• **CONSIGNE**
Transformez en tableau Markdown les lignes situées entre celle qui contient « For each <instance>, output » et celle qui contient « positive clicks: (87, 149) (85, 148) », toutes deux comprises, en omettant les lignes vides. Utilisez une colonne Numéro pour le rang de chaque ligne et une colonne Texte pour son contenu.

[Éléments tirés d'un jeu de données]

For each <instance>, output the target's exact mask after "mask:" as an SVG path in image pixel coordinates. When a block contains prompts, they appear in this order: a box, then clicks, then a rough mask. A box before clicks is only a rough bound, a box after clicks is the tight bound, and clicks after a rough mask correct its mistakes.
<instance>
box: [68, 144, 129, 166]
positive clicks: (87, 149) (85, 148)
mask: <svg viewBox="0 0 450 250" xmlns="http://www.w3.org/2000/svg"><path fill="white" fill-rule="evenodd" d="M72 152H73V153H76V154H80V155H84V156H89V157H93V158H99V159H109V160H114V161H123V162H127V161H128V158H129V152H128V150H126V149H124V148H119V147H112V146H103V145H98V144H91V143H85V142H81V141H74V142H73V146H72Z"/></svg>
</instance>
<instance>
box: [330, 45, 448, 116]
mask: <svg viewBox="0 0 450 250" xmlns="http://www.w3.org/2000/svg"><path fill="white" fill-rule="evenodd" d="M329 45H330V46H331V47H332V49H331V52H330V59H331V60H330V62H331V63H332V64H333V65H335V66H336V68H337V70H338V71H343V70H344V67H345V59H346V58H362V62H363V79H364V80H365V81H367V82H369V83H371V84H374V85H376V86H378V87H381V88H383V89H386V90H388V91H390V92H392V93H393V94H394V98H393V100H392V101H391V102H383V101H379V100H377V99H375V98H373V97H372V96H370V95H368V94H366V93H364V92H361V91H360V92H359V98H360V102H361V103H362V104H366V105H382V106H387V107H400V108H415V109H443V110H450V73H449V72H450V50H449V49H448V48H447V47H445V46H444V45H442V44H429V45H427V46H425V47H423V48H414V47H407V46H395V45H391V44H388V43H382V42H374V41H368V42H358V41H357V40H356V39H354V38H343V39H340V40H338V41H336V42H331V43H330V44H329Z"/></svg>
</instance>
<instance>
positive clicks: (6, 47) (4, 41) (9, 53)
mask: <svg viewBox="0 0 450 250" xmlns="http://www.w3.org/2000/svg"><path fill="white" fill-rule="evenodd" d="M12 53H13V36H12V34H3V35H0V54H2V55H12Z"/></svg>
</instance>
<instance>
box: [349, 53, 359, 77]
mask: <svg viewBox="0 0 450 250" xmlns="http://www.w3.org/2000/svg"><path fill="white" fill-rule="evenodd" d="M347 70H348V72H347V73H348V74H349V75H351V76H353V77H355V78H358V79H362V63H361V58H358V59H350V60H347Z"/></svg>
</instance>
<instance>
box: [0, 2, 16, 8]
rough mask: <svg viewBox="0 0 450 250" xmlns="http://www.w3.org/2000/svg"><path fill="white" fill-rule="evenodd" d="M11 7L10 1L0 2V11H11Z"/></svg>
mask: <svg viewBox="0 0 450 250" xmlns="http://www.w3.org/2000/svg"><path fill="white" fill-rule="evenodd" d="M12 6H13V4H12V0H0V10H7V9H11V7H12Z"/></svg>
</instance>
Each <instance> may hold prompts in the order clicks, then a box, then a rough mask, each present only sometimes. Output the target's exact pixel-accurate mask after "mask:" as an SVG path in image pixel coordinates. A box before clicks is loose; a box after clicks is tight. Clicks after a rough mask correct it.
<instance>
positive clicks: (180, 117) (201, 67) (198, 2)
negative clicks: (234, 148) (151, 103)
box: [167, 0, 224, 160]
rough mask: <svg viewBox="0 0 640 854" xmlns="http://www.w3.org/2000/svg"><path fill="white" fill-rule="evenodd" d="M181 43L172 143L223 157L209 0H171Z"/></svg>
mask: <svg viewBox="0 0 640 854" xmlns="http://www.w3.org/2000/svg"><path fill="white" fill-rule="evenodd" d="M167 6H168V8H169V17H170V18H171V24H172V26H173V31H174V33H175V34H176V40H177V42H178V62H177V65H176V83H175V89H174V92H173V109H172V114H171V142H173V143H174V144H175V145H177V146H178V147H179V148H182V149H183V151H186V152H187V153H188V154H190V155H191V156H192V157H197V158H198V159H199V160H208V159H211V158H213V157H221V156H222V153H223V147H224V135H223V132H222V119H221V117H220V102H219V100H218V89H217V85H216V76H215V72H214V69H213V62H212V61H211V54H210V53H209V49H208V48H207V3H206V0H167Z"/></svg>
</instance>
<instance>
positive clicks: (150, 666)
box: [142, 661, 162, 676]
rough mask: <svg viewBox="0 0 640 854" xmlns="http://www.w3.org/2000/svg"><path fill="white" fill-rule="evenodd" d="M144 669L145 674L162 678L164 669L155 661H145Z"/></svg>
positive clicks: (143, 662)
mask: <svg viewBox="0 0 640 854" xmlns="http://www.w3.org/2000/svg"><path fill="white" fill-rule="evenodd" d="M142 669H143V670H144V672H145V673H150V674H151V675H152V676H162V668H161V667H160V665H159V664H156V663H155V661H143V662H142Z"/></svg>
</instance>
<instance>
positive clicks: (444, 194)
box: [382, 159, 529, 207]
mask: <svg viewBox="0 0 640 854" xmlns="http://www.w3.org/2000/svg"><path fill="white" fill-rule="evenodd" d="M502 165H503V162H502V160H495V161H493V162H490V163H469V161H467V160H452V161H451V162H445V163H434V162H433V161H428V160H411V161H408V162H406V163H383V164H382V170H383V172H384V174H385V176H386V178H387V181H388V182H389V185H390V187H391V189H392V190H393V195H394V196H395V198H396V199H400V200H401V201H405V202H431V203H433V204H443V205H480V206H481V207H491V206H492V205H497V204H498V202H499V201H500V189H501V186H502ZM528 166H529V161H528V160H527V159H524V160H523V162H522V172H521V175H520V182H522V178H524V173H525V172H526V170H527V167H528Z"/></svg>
---
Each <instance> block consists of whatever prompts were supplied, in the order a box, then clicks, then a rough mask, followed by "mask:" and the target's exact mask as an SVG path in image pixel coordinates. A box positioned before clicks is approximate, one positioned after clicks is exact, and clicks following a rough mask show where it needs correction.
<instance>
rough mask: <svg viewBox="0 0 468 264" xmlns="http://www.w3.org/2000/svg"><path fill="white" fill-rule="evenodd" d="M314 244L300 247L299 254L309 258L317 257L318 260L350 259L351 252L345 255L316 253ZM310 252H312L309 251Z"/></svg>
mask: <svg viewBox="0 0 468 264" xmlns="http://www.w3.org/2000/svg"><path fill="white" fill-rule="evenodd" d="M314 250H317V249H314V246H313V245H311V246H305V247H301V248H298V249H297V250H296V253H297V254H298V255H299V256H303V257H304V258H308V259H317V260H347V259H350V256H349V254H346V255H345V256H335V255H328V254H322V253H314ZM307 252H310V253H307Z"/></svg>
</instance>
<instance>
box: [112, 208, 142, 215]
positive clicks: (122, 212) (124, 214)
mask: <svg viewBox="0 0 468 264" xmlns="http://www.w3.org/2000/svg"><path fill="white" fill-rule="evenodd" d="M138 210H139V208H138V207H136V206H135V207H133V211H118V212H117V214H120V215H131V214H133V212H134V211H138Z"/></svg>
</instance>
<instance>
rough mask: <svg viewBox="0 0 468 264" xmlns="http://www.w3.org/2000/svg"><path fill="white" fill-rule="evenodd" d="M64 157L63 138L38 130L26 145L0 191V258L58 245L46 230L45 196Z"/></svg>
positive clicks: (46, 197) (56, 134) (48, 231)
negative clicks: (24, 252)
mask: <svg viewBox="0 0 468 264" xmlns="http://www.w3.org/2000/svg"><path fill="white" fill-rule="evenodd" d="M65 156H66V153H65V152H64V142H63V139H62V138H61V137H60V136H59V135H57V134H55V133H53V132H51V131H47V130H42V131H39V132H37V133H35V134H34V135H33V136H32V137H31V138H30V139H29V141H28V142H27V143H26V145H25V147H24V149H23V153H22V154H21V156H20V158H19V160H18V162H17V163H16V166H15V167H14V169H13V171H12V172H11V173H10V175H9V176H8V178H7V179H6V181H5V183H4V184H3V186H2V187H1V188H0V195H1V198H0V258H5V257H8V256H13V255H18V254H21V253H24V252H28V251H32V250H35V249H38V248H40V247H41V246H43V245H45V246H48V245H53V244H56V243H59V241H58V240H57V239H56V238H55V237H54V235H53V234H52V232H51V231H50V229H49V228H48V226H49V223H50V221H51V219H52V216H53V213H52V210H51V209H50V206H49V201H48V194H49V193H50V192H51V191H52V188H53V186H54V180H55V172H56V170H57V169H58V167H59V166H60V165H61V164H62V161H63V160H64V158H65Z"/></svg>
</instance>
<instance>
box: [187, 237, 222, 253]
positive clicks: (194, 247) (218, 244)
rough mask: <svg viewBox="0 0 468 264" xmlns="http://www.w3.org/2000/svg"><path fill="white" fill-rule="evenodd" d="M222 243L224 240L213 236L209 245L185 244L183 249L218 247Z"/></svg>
==
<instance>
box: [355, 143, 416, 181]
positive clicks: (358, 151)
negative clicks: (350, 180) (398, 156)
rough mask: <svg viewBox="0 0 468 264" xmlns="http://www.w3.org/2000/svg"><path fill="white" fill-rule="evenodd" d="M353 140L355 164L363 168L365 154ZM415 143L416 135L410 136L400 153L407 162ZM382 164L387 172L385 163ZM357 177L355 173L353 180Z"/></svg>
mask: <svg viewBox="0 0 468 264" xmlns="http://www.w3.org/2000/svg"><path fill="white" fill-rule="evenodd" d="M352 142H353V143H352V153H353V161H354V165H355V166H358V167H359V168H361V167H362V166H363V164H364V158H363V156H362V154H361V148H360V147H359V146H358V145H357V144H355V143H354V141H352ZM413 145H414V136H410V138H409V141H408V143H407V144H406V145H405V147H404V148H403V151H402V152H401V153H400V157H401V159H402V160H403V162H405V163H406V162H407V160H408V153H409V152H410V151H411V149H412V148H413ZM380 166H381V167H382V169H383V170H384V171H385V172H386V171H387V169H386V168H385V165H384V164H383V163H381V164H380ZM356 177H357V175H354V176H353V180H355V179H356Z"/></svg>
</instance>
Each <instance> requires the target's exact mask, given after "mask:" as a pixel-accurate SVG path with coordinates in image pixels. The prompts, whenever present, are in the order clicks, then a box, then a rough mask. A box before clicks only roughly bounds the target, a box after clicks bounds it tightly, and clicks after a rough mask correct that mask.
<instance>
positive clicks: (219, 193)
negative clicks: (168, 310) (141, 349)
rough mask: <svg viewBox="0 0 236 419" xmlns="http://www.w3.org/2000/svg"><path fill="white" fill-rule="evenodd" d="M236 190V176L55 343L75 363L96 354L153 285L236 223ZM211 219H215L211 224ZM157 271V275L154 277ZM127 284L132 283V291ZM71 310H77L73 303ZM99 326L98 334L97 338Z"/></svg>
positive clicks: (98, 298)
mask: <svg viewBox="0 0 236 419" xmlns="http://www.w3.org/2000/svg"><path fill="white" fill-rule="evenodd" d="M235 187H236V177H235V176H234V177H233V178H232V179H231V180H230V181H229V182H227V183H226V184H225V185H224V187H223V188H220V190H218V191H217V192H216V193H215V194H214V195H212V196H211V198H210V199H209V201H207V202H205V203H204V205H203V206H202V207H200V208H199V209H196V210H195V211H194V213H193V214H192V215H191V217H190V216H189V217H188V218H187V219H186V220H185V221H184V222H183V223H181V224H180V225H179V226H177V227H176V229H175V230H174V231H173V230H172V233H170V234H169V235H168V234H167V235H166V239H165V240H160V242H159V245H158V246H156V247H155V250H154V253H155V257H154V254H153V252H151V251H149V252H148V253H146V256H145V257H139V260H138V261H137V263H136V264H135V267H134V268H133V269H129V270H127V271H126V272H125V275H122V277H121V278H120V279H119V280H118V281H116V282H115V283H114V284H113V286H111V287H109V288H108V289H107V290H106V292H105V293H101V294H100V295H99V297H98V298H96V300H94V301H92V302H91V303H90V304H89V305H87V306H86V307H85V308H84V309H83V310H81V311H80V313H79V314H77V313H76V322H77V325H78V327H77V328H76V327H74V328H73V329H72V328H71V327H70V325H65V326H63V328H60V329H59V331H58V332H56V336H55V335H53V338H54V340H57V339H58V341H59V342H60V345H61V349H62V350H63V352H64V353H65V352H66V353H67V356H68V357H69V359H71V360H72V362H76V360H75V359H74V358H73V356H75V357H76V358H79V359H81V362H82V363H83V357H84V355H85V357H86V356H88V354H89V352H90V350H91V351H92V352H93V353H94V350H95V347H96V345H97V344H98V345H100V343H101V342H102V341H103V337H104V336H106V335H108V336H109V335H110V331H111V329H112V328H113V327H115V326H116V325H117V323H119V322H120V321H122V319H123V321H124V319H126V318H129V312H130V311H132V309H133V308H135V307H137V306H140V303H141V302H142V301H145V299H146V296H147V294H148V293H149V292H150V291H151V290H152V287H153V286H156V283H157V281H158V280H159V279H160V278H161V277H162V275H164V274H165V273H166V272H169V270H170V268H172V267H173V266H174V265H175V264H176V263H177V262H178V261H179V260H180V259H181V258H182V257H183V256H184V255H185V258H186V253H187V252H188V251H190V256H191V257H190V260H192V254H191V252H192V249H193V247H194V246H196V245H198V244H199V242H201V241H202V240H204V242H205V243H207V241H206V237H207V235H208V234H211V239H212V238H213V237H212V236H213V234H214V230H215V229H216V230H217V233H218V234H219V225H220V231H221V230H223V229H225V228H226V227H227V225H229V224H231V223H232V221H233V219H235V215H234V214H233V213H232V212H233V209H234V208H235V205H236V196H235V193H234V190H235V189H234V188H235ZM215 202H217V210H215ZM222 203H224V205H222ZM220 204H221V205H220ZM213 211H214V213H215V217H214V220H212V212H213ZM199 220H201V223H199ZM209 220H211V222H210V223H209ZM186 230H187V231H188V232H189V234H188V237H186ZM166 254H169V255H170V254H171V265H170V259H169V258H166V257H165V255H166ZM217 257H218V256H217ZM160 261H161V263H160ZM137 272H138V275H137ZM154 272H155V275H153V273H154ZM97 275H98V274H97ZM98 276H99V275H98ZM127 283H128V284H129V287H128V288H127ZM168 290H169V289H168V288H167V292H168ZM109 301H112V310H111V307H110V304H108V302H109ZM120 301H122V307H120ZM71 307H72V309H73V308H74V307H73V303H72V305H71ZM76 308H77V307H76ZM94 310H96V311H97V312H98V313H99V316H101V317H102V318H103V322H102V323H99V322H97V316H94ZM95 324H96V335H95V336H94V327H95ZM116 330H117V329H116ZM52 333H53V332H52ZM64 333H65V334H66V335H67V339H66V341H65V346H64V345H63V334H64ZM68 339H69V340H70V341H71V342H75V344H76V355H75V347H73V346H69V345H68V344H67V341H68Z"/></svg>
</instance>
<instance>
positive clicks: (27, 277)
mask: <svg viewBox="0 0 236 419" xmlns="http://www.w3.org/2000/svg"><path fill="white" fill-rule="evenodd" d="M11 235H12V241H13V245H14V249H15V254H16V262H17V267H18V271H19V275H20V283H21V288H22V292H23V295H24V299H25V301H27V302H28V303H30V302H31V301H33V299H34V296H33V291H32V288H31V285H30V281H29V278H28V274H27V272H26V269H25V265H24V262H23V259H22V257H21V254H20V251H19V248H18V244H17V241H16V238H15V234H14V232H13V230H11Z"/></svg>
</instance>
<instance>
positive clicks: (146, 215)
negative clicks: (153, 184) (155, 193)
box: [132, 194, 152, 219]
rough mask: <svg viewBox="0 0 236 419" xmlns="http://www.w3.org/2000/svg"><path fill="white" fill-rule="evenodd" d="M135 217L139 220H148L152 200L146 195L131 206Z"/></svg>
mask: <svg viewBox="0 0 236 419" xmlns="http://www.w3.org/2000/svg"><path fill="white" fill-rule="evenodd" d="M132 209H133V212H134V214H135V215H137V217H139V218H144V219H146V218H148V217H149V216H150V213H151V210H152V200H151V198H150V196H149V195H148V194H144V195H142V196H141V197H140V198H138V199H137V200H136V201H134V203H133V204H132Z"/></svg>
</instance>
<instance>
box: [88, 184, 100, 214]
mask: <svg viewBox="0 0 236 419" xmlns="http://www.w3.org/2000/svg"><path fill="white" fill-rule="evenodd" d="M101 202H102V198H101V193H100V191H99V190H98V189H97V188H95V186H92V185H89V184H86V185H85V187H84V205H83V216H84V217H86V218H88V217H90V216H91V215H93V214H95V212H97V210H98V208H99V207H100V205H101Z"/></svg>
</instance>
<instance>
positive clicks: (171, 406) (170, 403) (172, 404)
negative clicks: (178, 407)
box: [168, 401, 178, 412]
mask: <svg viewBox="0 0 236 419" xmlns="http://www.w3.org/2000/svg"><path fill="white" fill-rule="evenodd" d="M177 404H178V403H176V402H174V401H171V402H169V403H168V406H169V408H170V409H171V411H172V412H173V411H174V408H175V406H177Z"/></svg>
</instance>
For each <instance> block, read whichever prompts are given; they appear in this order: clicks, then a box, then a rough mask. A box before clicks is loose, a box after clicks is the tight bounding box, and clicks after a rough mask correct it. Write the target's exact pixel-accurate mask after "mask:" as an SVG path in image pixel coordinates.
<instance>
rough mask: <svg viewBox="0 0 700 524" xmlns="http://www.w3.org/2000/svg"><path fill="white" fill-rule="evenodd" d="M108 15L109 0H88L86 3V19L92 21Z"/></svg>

• **RÉPONSE**
| Numéro | Texte |
|---|---|
| 1 | For each <instance>, output the target's exact mask after "mask:" as an SVG path in image pixel coordinates. When a block contains prompts, they appear in this order: a box, then clicks, then a rough mask. A box before clicks is only a rough bound, a box after clicks is the tight bound, and clicks after a rough mask correct its mistakes. |
| 2 | <instance> |
| 3 | box: [68, 144, 129, 166] |
| 4 | positive clicks: (87, 149) (85, 148) |